Extract provided:
[Start]

Jem The Bee: Comparison
Please note this is a comparison between Version 1 by Camila Xu and Version 2 by Camila Xu.

JEM, the BEE is a Java, cloud-aware application which implements a Batch Execution Environment, to help and manage the execution of jobs, described by a Job Control Language (JCL). JEM, the BEE performs the following functions:

  • jcl
  • cloud-aware
  • jem

1. Functions

Core applications are usually performed through batch processing,[1] which involves executing one or more batch jobs in a sequential flow.[2] The Job Entry Manager (JEM) helps receive jobs, schedule them for processing, and determine how job output is processed (like IBM JES2).

Many batch jobs are run in parallel and JCL is used to control the operation of each job. Correct use of JCL parameters allows parallel, asynchronous execution of jobs that may need access the same data sets. One goal of a JEM is to process work while making the best use of system resources. To achieve this goal, resource management is needed during key phases:

  • Before job processing: to reserve input and output resources for jobs.
  • During job processing: to control step execution and standardize output
  • After job processing: to free all resources used by the completed jobs, making the resources available to other jobs.

2. Overview

2.1. Clustering

cluster
supernodes

JEM clustering [3] is based on Hazelcast.[4] Each cluster member (called node) has the same rights and responsibilities of the others (with the exception of the oldest member, that we are going to see in details): this is because Hazelcast implements a peer-to-peer clustering, so that there's no "master" node.

When a node starts up, it checks to see if there's already a cluster in the network. There are two ways to find this out:

  • Multicast discovery: if multicast discovery is enabled (this is the default), the node will send a join request in the form of a multicast datagram packet.
  • Unicast discovery: if multicast discovery is disabled and TCP/IP join is enabled, the node will try to connect to the IPs defined. If it successfully connects to (at least) one node, then it will send a join request through the TCP/IP connection.

If no cluster is found, the node will be the first member of the cluster. If multicast is enabled, it starts a multicast listener so that it can respond to incoming join requests. Otherwise, it will listen for join request coming via TCP/IP.

If there is an existing cluster already, then the oldest member in the cluster will receive the join request and checks if the request is for the right group. If so, the oldest member in the cluster will start the join process.

[End]

Prompt: Resume the JEM batch execution page after its final sentence, carrying on its account of how a node joins the cluster.

Provided records:
[Start]

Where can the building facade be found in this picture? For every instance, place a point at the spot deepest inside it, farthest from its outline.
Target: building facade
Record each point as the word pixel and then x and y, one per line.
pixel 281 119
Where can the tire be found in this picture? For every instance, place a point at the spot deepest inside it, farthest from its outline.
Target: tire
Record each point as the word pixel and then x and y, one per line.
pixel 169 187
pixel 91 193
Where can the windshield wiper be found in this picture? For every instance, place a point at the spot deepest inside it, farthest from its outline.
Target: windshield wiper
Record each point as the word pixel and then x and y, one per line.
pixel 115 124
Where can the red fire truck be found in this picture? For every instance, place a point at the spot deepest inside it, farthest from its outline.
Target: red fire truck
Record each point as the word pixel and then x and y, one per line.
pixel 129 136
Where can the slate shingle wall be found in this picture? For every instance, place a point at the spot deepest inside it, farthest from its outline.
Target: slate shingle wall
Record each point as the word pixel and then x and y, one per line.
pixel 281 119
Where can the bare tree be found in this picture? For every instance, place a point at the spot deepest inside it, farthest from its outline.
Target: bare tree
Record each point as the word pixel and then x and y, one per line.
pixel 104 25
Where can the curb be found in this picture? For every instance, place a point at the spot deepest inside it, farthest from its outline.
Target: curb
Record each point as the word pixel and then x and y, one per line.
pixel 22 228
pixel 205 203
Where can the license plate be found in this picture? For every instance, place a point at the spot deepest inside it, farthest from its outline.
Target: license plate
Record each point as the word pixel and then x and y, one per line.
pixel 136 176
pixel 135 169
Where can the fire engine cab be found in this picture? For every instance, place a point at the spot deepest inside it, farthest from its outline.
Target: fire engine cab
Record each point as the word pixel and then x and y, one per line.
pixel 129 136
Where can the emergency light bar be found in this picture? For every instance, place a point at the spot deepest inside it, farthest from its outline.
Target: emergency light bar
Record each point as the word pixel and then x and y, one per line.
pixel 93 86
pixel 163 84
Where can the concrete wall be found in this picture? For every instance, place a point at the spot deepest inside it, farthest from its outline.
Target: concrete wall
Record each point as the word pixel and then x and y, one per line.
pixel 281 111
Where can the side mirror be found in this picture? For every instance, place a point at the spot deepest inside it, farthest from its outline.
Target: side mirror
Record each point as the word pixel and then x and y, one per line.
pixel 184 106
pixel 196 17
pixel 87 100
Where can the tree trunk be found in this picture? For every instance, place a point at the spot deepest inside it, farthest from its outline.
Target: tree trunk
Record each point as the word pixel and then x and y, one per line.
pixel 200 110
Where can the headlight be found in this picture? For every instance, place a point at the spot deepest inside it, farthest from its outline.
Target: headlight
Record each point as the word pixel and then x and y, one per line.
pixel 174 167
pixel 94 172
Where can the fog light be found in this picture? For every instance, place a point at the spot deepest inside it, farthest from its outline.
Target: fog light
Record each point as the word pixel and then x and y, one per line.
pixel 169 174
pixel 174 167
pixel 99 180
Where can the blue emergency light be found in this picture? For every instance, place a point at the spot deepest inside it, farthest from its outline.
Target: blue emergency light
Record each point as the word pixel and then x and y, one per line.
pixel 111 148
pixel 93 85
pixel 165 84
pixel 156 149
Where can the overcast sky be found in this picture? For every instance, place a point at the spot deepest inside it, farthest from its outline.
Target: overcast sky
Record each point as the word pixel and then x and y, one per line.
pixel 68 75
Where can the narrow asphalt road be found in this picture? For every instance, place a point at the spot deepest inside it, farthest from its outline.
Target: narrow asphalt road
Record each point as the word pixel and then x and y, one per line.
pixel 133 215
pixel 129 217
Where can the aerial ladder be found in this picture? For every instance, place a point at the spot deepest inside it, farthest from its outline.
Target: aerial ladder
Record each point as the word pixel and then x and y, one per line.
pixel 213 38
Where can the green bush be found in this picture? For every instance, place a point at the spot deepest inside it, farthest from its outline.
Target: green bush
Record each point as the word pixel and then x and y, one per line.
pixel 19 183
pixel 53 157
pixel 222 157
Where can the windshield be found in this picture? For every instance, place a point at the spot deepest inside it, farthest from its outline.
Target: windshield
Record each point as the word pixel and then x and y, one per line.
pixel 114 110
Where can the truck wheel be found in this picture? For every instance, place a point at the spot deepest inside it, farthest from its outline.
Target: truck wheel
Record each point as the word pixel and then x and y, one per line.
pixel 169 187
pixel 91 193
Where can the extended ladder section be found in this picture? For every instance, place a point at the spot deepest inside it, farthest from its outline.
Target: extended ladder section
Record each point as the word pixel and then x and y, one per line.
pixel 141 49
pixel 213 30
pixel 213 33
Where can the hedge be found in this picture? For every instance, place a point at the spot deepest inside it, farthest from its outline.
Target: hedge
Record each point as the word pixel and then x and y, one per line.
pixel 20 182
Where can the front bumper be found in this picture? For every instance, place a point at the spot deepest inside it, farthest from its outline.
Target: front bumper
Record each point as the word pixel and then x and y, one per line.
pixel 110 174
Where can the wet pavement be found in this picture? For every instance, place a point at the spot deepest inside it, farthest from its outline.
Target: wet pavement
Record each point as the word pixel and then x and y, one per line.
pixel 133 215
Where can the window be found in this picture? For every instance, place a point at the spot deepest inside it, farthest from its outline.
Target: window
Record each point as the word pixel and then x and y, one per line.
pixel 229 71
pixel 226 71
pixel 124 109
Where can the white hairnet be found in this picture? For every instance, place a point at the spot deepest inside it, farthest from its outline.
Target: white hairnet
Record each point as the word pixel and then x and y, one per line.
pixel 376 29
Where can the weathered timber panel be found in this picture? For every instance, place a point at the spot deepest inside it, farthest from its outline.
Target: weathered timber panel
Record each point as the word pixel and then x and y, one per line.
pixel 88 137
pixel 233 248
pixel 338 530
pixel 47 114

[End]

Expected output:
In the join process, the oldest member will:

  • send the new member list to all members
  • tell members to synchronize data in order to balance the data load

Every member in the cluster has the same member list in the same order. First member is the oldest member so if the oldest member dies, second member in the list becomes the first member in the list and the new oldest member. The oldest member is considered as the JEM cluster coordinator: it will execute those actions that must be executed by a single member (i.e. locks releasing due to a member crash).

Aside the "normal" nodes, there's another kind of nodes in the cluster, called supernodes. A supernode is a lite member of Hazelcast.

Supernodes are members with no storage: they join the cluster as "lite members", not as "data partition" (no data on these nodes), and get super fast access to the cluster just like any regular member does. These nodes are used for the Web Application (running on Apache Tomcat,[5] as well as on any other application server).

2.2. Status

status

Here is a diagram of the various nodes' statuses:

Node type Status Description
NODE STARTING in start up phase, node registers itself with this status
  INACTIVE it's ready to take JCL to execute
  ACTIVE the job is running and the node is managing it
  DRAINING operators perform drain command to node, to block any processing, but the node was ACTIVE and a job is still running
  DRAINED operators block any processing of this node
  UNKNOWN when a node is no longer joined to cluster and its status is unknown
SUPERNODE ACTIVE supernodes are always active. Not possible to drain and start them
  UNKNOWN when a node is no longer joined to cluster and its status is unknown

2.3. Execution Environment

execution environment

The Execution Environment is a set of logical definition related to cluster which must be used to address the job to the right member to be executed. JEM implements 3 kinds of coordinates, used as tags, named:

  • Environment: the name of the cluster jobs must be run on. It must be the same of Hazelcast group name.
  • Domain: a subset of nodes (identified by a tag) jobs must be run on (i.e. have a domain for application code).
  • Affinity: a subset of nodes of a domain (by one or more tags) jobs must be run on.

Each node belongs to:

  • one (and only one) Environment
  • zero or one Domain
  • zero or more Affinities

Each JCL can be defined to be run on:

  • one (and only one) Environment
  • zero or one Domain
  • zero or more Affinities

2.4. Queues and Job Life-Cycle

queues and job life-cycle

JEM manages several queues used to maintain the life-cycle of a job: the queues are implemented using Hazelcast data sharing.

Here is the explanation:

  1. when a job is submitted for execution by a submitter, it's moved to preinput queue: while there, JCL is validated (JCL validation is done by a cluster's node)
  2. after successful JCL validation, job is moved to input queue, waiting for job execution
  3. according to Domain and Affinity tags, job is run on an appropriate node and moved to running queue
  4. after job ends, it is moved to output queue
  5. according to Environment tag, a job can be moved from the input queue to the routing queue, waiting for another JEM cluster which will fetch and execute it
  6. if JCL validation is unsuccessful, job is moved into output queue

When a job is moved into output queue, the submitter will receive a "job ended" notification (via topic).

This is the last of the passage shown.